Text shown:
-------

2017-10-13 @floitschG
Welcome to the Dart Language and Library Newsletter.
Last week we discussed the evaluation order of method calls, like o.foo(bar())
. As some readers correctly pointed out, the section was partially misleading and sometimes based on wrong assumptions. Thanks for the feedback.
We claimed that there was an exception to the left-to-right evaluation in the spec. That's misleading: the is spec is careful (and it uses a lot of otherwise unnecessary machinery) to say that in e.foo(e1, ..., eN)
, e.foo
is not an expression that is evaluated. As such, it is meaningless to talk about the “order of evaluation” of method calls, when there are no expressions that are evaluated.
Even after our change - evaluating getters first when they are used as call-targets - it is not meaningful to talk about the evaluation order of expressions, since o.foo
still isn't an expression.
We also claimed that the expected behavior was to evaluate from left to right. We missed the fact that some method-based languages only look up the method before doing the call. C# and Java, both evaluate the arguments before reporting null
errors. In contrast, JavaScript and C++ (at least for virtual functions in gcc) report null
errors before evaluating the arguments to the call.

-------

Source excerpt:
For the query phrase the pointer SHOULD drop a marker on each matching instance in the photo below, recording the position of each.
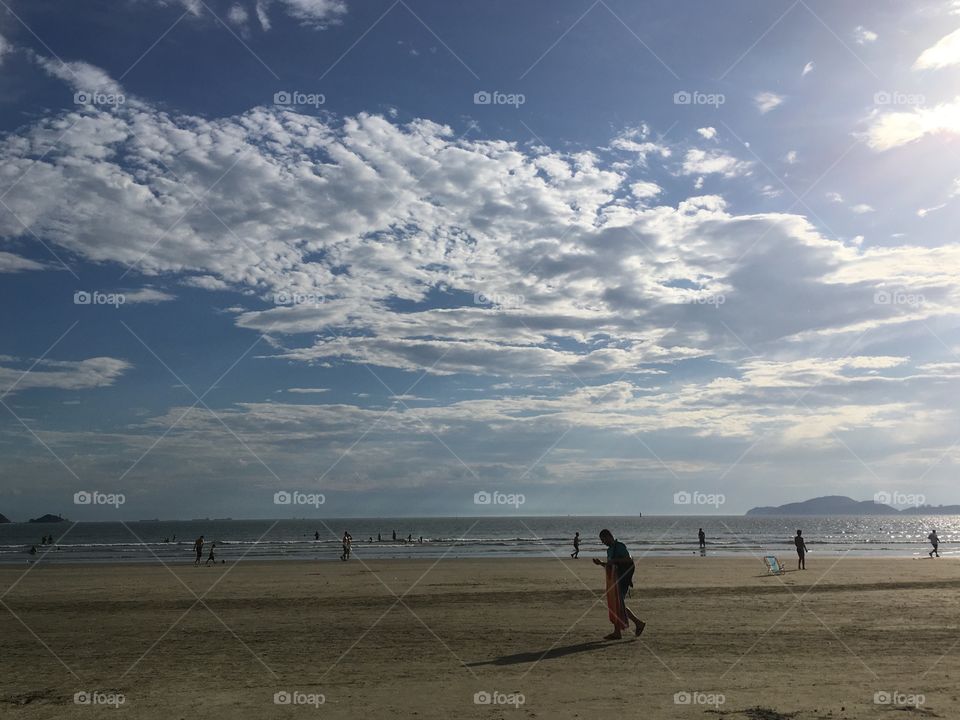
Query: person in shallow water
(620, 568)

-------

Goal: Reproduce the newsletter text on the evaluation order of Dart method calls in full, word for word, with nothing changed or left out. The lines above play no part in what is asked here.

Answer:
2017-10-13 @floitschG
Welcome to the Dart Language and Library Newsletter.
Last week we discussed the evaluation order of method calls, like o.foo(bar())
. As some readers correctly pointed out, the section was partially misleading and sometimes based on wrong assumptions. Thanks for the feedback.
We claimed that there was an exception to the left-to-right evaluation in the spec. That's misleading: the is spec is careful (and it uses a lot of otherwise unnecessary machinery) to say that in e.foo(e1, ..., eN)
, e.foo
is not an expression that is evaluated. As such, it is meaningless to talk about the “order of evaluation” of method calls, when there are no expressions that are evaluated.
Even after our change - evaluating getters first when they are used as call-targets - it is not meaningful to talk about the evaluation order of expressions, since o.foo
still isn't an expression.
We also claimed that the expected behavior was to evaluate from left to right. We missed the fact that some method-based languages only look up the method before doing the call. C# and Java, both evaluate the arguments before reporting null
errors. In contrast, JavaScript and C++ (at least for virtual functions in gcc) report null
errors before evaluating the arguments to the call.